REQUEST: Format everything from the start of the rows down through the line containing "309,183,423,333" as a JSON list of strings, one string per line, skipping blank lines.

===== GIVEN RECORDS =====

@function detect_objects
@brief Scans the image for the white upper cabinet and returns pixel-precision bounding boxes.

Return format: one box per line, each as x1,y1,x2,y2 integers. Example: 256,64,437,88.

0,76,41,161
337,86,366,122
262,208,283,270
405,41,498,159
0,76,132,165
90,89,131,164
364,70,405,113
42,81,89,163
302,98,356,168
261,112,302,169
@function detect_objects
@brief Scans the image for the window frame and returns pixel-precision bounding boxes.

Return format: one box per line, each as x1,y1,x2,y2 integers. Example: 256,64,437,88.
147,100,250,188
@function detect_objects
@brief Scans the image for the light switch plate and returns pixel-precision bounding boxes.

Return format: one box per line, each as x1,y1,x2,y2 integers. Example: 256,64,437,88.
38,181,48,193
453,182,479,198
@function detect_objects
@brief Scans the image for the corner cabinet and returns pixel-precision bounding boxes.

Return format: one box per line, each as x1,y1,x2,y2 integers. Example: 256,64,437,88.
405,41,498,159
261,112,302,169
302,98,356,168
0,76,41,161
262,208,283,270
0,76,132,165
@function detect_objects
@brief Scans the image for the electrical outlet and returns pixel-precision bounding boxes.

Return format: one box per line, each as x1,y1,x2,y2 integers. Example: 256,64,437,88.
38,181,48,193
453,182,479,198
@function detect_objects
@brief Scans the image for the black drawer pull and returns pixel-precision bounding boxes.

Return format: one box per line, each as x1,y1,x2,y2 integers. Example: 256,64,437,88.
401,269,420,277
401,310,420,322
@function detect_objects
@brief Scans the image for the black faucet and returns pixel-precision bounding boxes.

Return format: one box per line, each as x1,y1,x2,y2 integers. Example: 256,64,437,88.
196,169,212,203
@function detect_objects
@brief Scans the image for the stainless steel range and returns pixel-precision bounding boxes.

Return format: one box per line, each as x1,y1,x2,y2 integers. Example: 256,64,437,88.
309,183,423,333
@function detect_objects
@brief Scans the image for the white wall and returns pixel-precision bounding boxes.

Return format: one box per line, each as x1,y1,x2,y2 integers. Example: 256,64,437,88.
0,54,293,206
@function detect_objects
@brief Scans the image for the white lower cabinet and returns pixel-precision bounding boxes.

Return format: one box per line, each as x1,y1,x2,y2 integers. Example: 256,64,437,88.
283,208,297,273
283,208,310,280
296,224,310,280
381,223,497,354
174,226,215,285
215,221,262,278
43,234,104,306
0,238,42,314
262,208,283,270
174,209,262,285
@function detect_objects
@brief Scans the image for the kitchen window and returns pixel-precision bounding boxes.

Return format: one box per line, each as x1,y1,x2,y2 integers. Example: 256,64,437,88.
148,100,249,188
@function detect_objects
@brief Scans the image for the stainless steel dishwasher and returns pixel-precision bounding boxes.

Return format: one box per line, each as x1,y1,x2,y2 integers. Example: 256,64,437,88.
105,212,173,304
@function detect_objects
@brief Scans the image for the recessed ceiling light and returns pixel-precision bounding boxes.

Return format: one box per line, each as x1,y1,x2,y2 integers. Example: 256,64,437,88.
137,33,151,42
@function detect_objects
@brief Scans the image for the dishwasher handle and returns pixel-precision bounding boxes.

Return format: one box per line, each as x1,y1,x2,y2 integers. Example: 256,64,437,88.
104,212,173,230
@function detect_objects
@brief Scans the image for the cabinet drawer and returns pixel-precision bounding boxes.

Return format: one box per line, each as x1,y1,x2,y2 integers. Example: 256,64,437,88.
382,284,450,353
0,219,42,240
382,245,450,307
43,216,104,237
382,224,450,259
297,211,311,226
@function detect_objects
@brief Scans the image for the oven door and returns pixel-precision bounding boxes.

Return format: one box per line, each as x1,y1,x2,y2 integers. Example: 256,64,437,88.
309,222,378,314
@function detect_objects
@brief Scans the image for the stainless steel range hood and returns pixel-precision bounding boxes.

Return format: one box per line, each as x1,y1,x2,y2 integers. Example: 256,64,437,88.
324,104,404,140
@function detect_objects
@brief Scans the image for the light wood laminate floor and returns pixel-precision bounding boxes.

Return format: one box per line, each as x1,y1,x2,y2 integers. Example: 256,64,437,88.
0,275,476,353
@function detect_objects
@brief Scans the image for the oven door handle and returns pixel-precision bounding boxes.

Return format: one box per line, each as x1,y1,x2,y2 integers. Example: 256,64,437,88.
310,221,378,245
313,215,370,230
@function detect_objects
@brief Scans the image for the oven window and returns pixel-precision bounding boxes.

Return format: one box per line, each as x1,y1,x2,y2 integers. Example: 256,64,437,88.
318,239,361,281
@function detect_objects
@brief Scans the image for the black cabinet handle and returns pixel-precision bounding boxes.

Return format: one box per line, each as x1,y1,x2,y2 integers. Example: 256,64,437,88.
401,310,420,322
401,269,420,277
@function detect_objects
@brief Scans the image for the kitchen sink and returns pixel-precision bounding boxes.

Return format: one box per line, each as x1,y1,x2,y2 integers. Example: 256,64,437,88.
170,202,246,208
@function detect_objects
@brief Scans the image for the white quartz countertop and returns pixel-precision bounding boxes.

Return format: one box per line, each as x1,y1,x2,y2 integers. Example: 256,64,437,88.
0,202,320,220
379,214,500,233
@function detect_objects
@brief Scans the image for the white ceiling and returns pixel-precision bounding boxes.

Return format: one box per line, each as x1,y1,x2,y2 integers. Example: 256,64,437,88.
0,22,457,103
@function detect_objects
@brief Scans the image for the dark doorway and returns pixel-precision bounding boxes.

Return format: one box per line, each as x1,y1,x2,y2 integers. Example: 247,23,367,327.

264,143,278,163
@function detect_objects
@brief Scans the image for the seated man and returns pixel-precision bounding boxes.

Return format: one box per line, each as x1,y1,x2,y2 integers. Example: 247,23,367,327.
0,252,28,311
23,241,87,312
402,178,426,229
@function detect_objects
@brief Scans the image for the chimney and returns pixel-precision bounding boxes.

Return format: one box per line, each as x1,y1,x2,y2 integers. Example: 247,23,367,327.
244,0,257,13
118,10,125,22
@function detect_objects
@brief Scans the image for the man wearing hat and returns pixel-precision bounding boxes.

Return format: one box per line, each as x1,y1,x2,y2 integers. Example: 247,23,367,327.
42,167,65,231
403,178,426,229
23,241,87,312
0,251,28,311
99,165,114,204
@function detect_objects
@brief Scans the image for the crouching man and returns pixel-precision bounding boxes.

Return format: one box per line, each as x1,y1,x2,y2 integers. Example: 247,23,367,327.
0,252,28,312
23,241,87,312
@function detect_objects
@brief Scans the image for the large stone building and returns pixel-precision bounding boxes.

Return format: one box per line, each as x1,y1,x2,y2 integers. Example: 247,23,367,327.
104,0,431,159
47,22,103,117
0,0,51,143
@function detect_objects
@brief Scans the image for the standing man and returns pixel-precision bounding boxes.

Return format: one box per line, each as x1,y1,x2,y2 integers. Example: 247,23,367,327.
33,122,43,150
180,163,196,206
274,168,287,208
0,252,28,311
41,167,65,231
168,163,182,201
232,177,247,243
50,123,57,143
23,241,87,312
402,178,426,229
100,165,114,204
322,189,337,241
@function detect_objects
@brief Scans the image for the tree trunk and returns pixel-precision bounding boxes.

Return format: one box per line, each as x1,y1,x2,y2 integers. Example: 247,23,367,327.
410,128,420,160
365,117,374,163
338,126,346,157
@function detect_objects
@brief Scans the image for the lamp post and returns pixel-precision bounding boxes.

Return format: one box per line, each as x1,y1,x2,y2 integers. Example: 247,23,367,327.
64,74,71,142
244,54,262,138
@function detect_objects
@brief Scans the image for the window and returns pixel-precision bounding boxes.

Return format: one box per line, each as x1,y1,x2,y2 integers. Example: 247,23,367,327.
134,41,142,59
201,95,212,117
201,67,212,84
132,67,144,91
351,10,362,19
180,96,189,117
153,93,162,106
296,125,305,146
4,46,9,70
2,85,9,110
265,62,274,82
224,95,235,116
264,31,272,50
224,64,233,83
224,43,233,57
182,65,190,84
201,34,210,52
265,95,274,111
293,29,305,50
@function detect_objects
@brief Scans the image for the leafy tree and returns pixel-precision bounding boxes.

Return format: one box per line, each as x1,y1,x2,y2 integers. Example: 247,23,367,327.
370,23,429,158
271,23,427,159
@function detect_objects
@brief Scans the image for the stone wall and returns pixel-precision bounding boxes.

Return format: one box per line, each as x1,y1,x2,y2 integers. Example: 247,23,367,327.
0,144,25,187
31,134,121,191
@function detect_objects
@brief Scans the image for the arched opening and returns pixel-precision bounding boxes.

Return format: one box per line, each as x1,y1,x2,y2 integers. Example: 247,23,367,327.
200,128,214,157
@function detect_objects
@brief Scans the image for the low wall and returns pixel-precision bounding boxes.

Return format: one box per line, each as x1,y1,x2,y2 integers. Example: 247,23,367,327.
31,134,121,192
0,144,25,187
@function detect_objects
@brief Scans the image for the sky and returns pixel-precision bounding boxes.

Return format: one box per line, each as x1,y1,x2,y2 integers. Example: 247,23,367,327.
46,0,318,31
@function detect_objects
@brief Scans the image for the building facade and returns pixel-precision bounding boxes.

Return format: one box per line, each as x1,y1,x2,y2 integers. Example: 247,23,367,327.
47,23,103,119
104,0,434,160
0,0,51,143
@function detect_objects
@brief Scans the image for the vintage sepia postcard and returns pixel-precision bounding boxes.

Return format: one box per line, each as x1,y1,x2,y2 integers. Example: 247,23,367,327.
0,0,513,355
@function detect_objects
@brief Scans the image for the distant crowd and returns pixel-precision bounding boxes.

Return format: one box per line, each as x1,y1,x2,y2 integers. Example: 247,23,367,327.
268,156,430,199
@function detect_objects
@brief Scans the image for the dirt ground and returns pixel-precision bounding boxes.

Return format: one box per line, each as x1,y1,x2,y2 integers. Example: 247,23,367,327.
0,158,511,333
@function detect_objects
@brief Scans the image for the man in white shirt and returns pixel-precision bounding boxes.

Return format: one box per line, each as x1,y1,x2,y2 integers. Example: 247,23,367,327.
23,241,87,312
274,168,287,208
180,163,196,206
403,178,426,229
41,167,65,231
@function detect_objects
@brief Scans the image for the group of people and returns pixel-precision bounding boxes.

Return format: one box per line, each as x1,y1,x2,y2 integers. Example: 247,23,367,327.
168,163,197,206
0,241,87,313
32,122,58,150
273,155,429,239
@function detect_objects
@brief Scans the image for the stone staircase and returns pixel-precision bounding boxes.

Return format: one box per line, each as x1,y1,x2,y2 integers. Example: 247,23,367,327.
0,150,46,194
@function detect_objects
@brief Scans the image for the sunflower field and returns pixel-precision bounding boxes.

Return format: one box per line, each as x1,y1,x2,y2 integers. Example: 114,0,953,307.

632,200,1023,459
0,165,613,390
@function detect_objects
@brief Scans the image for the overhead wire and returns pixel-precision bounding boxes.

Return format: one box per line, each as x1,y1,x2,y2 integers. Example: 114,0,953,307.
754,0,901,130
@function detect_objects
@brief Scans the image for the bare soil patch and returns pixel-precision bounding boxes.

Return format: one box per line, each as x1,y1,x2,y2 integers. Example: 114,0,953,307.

=====

RESPONSE TO THE TASK:
[
  "@function detect_objects",
  "@brief Scans the image for the white upper cabinet and returns pixel-precision bounding boxes.",
  "Return format: one box per line, each as x1,y1,x2,y2 integers. Example: 256,64,437,88.",
  "0,76,41,161",
  "337,86,366,122",
  "262,208,283,270",
  "405,41,498,159",
  "0,76,132,165",
  "90,89,131,164",
  "364,70,405,113",
  "42,81,89,163",
  "302,98,356,168",
  "261,112,302,169",
  "@function detect_objects",
  "@brief Scans the image for the window frame and returns pixel-precision bounding boxes.",
  "Return format: one box per line, each as x1,y1,x2,y2 integers. Example: 256,64,437,88.",
  "147,100,250,188",
  "@function detect_objects",
  "@brief Scans the image for the light switch plate and returns pixel-precision bounding boxes.",
  "Return format: one box per line, each as x1,y1,x2,y2 integers. Example: 256,64,437,88.",
  "38,181,48,193",
  "453,182,479,198",
  "@function detect_objects",
  "@brief Scans the image for the corner cabinet and returns pixel-precision bounding boxes.",
  "Return format: one box per line, each as x1,y1,x2,y2 integers. Example: 256,64,437,88.",
  "405,41,498,159",
  "261,112,302,169",
  "302,98,356,168",
  "0,76,41,161",
  "262,208,283,270",
  "0,76,132,165",
  "@function detect_objects",
  "@brief Scans the image for the electrical outlet and returns pixel-precision bounding boxes.",
  "Return format: one box per line, each as x1,y1,x2,y2 integers. Example: 256,64,437,88.",
  "38,181,48,193",
  "453,182,479,198",
  "@function detect_objects",
  "@brief Scans the image for the black drawer pull and returns pixel-precision bounding boxes.",
  "Return format: one box per line, each as x1,y1,x2,y2 integers. Example: 256,64,437,88.",
  "401,269,420,277",
  "401,310,420,322",
  "@function detect_objects",
  "@brief Scans the image for the black faucet and returns pixel-precision bounding boxes.",
  "Return format: one box per line, each as x1,y1,x2,y2 integers. Example: 256,64,437,88.",
  "196,169,212,203",
  "@function detect_objects",
  "@brief Scans the image for the stainless steel range and returns pixel-precision bounding boxes.",
  "Return format: one box per line, each as x1,y1,x2,y2 integers. Example: 256,64,437,88.",
  "309,183,423,333"
]